ARTICOLO – Credi responsabilmente!

ARTICOLO – Credi responsabilmente!

Tra i precetti, niyama, degli Yoga-sūtra di Patanjali troviamo Īshavara-pranidhāna, che in genere è tradotto come “abbandono a Dio”. In una disciplina, lo Yoga, dove tutto è sotto controllo, dal corpo alla mente, un tale precetto può suonare un po’ troppo fatalista. Vale allora la pena cercare di capire il vero significato di questo niyama.

Partiamo dalla sua etimologia. Pranidhāna è un vocabolo formato dal prefisso pra, che ingrandisce il significato della parola che accompagna, e dal termine nidhāna, che indica un ricettacolo, un posto dove si trova riposo.

Pranidhāna è dunque un luogo dove si trova immensa quiete. Nello specifico si tratta di un luogo di contemplazione, un luogo astratto e per estensione finisce per indicare una profonda meditazione. Nella meditazione infatti si può trovare profonda quiete.

Quando a pranidhāna si antepone Īshvara, si vuole indicare che questa profonda quiete la si può trovare in Īshvara. Su chi sia Ishvara ho discusso ampiamente nel podcast “Gli Yoga-sutra spiegati passo passo” e rimando per questo agli episodi dedicati, quelli dal 20 al 24 della prima serie.  Per completezza dell’informazione però vediamo anche l’etimologia di questo termine. È composto da ish che tra i vari significati ha anche quello di governare, dirigere, perciò diventa per estensione un “capo”, un “proprietario”, “un governatore”; e vara che significa “il migliore” , “l’eccellente”.

═══

Obiettivo 1: Riscrivi l'articolo da "Tra i precetti, niyama, degli" giù fino a "trovare profonda quiete.", sostituendo "quiete" con "pace".
Obiettivo 2:
Rispondi a queste domande sull'articolo:
(a) Come viene tradotto in genere Īshavara-pranidhāna?
(b) Che cosa indica il termine nidhāna?
(c) Che cosa significa vara?

Materiale fornito:
═══

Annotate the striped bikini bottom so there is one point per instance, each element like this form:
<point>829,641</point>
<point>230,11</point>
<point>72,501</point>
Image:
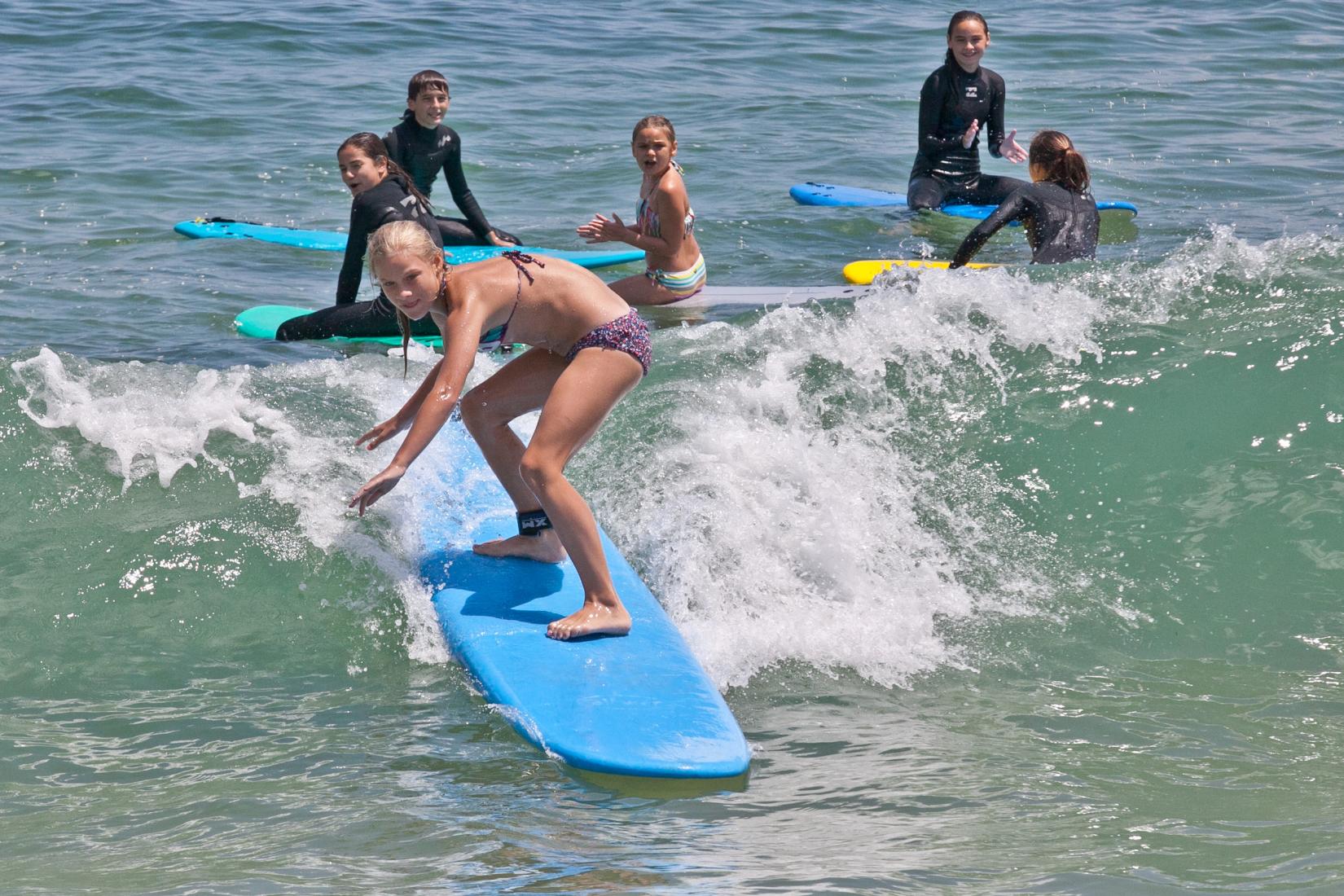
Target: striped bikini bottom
<point>683,283</point>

═══

Risposta corretta 1:
Tra i precetti, niyama, degli Yoga-sūtra di Patanjali troviamo Īshavara-pranidhāna, che in genere è tradotto come “abbandono a Dio”. In una disciplina, lo Yoga, dove tutto è sotto controllo, dal corpo alla mente, un tale precetto può suonare un po’ troppo fatalista. Vale allora la pena cercare di capire il vero significato di questo niyama.

Partiamo dalla sua etimologia. Pranidhāna è un vocabolo formato dal prefisso pra, che ingrandisce il significato della parola che accompagna, e dal termine nidhāna, che indica un ricettacolo, un posto dove si trova riposo.

Pranidhāna è dunque un luogo dove si trova immensa pace. Nello specifico si tratta di un luogo di contemplazione, un luogo astratto e per estensione finisce per indicare una profonda meditazione. Nella meditazione infatti si può trovare profonda pace.

Risposta corretta 2:
(a) Come “abbandono a Dio”.
(b) Un ricettacolo, un posto dove si trova riposo.
(c) “Il migliore”, “l’eccellente”.